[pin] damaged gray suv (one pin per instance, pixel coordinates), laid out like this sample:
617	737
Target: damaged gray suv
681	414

* * *

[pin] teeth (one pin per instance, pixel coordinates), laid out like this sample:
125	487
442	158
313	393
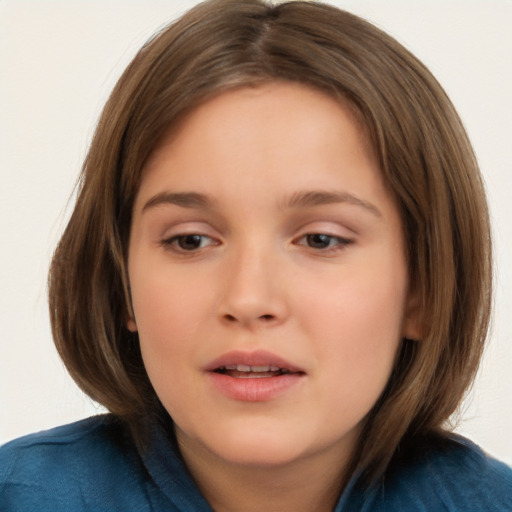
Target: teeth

> **SET TASK**
Rewrite the records from the line with "[pin] teeth (one" to the line with "Target: teeth", putting "incisors" wherever "teeth" appears and keeping everything else the same. Omit the pictures from your answer.

> **SOLUTION TO THIS PROBLEM**
[pin] incisors (one pin per instance, pixel coordinates), laid out like this sample:
125	487
442	158
313	393
Target: incisors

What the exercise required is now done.